* Seçilen metin:
------------------------------------------------

Emsal Mahkeme Kararı Ankara 2. Asliye Ticaret Mahkemesi 2018/169 E. 2021/484 K. 06.09.2021 T.

Görüntülediğiniz mahkeme kararı henüz kesinleşmemiştir. Yararlı olması amacıyla eklenmiştir.

T.C. ANKARA 2. ASLİYE TİCARET MAHKEMESİ

TÜRK MİLLETİ ADINA
YARGILAMA YETKİSİNİ KULLANAN

T.C.
ANKARA
2. ASLİYE TİCARET MAHKEMESİ
GEREKÇELİ KARAR
ESAS NO : 2018/169 Esas
KARAR NO : 2021/484

HAKİM :… …
KATİP : … …

DAVACI : … – …
VEKİLLERİ : Av. … – …
DAVALILAR : 1- … – … …
2-…
DAVA : Alacak (Ticari Nitelikteki Hizmet Sözleşmesinden Kaynaklanan)

------------------------------------------------

* Verilen görev: Yukarıdaki mahkeme kararı metnini hiçbir değişiklik yapmadan baştan sona yeniden yazın.

* Gösterilen kayıtlar:
------------------------------------------------

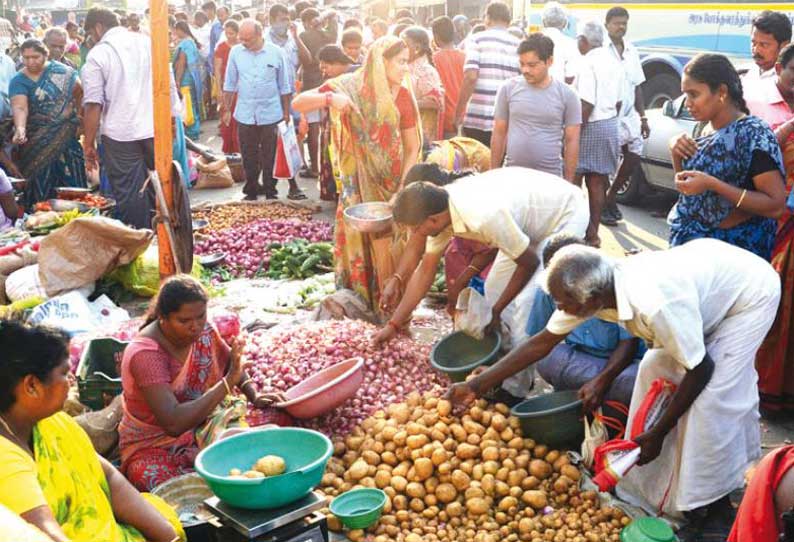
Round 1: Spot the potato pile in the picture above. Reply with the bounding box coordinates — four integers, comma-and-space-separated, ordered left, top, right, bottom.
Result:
320, 393, 630, 542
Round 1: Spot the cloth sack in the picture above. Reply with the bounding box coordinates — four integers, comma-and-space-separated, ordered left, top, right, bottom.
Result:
273, 121, 303, 179
454, 287, 492, 339
194, 156, 234, 190
39, 217, 152, 296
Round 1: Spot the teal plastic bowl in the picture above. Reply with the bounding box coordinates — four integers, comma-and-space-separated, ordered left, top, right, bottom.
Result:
510, 390, 584, 448
330, 488, 386, 529
620, 518, 678, 542
430, 331, 502, 382
196, 427, 334, 510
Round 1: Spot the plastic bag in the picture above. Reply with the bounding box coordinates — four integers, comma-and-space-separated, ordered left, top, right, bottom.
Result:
273, 121, 303, 179
195, 156, 234, 190
454, 287, 492, 339
107, 244, 201, 297
582, 414, 609, 469
39, 217, 153, 296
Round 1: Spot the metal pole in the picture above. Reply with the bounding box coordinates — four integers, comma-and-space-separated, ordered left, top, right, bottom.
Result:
149, 0, 176, 279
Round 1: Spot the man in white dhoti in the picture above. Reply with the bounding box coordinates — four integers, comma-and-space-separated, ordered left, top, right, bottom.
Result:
448, 239, 780, 536
375, 167, 590, 397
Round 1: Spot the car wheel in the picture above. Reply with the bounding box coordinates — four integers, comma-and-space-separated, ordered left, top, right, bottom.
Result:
642, 73, 681, 109
615, 164, 649, 205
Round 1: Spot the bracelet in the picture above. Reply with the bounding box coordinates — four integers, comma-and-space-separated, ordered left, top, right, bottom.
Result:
736, 188, 747, 209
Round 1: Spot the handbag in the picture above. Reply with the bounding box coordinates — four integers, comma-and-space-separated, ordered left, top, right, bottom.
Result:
179, 85, 196, 130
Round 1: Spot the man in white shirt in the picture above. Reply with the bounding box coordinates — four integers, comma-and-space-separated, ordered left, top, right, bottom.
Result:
448, 239, 780, 540
81, 8, 176, 228
541, 2, 582, 85
742, 11, 791, 101
576, 21, 624, 247
376, 167, 588, 397
600, 6, 651, 226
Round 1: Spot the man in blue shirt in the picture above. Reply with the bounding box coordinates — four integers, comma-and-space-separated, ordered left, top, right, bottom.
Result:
527, 233, 646, 410
221, 19, 292, 200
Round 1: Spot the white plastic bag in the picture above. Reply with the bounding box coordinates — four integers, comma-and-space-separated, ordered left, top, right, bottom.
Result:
454, 288, 491, 339
582, 414, 609, 469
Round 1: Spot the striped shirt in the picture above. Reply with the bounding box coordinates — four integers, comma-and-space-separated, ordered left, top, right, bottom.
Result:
463, 28, 521, 132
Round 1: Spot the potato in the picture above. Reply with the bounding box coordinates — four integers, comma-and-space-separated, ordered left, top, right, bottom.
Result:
414, 457, 433, 481
521, 490, 548, 510
529, 462, 552, 480
347, 459, 369, 481
452, 470, 471, 491
252, 455, 287, 476
405, 482, 427, 502
560, 465, 582, 482
434, 484, 458, 504
466, 498, 488, 516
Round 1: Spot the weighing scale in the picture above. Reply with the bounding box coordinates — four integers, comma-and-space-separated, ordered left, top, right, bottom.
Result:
204, 492, 328, 542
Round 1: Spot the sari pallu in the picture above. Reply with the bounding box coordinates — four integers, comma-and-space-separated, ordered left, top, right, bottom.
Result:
326, 36, 421, 310
33, 412, 186, 542
174, 38, 204, 140
119, 324, 246, 491
755, 138, 794, 413
17, 62, 88, 206
667, 116, 785, 261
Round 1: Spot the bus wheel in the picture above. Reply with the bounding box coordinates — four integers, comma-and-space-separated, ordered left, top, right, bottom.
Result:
642, 73, 681, 109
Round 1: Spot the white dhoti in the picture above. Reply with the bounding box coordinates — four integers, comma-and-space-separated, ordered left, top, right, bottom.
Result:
617, 284, 780, 517
485, 199, 590, 397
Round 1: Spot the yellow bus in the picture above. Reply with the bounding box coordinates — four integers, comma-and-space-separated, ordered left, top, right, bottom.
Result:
524, 0, 794, 107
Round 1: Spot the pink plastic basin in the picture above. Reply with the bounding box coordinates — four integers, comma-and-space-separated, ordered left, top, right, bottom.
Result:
275, 358, 364, 420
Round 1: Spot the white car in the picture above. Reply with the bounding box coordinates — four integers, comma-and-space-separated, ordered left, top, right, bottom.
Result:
617, 95, 700, 205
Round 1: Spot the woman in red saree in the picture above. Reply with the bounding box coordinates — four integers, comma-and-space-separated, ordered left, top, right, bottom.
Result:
119, 275, 271, 491
292, 36, 422, 310
213, 19, 240, 154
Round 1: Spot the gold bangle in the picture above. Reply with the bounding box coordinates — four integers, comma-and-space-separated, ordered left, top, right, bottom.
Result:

------------------------------------------------

* Nihai sonuç:
Emsal Mahkeme Kararı Ankara 2. Asliye Ticaret Mahkemesi 2018/169 E. 2021/484 K. 06.09.2021 T.

Görüntülediğiniz mahkeme kararı henüz kesinleşmemiştir. Yararlı olması amacıyla eklenmiştir.

T.C. ANKARA 2. ASLİYE TİCARET MAHKEMESİ

TÜRK MİLLETİ ADINA
YARGILAMA YETKİSİNİ KULLANAN

T.C.
ANKARA
2. ASLİYE TİCARET MAHKEMESİ
GEREKÇELİ KARAR
ESAS NO : 2018/169 Esas
KARAR NO : 2021/484

HAKİM :… …
KATİP : … …

DAVACI : … – …
VEKİLLERİ : Av. … – …
DAVALILAR : 1- … – … …
2-…
DAVA : Alacak (Ticari Nitelikteki Hizmet Sözleşmesinden Kaynaklanan)